**GIVEN INSTRUCTION**
Copy out every line of the entries below that contains the word "bare". Case matters, so count only matches with the same capital and lowercase letters.

**DATASET ROWS**

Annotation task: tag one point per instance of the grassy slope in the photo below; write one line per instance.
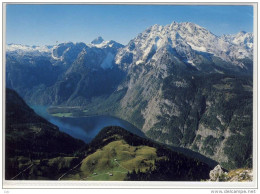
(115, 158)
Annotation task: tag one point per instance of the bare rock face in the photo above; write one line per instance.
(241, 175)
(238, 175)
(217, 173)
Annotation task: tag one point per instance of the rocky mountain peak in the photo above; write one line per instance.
==
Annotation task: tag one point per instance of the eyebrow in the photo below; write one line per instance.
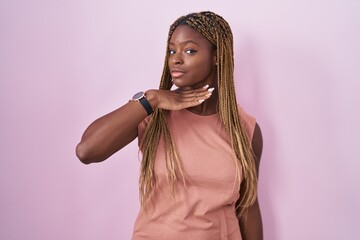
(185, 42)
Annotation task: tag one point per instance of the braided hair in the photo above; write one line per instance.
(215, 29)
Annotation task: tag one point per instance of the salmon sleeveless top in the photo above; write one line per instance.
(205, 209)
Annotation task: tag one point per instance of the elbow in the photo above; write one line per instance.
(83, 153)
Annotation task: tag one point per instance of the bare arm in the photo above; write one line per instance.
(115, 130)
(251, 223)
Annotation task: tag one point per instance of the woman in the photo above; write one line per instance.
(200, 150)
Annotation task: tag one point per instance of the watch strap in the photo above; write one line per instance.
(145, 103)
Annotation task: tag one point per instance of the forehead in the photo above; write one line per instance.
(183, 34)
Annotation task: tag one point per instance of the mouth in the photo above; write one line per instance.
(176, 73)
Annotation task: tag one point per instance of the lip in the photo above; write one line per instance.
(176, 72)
...
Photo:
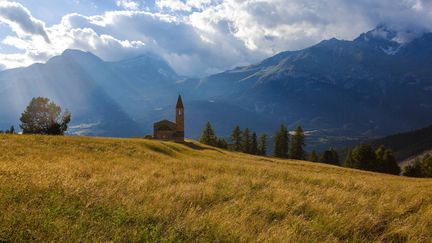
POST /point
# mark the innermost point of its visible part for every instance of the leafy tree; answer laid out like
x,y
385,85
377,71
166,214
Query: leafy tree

**EXPECTED OUTPUT**
Annotation task: tag one point per instance of the bare rock face in the photo above; write one line per instance.
Annotation task: tag one point per instance of the bare arm in the photo above; write one line per instance.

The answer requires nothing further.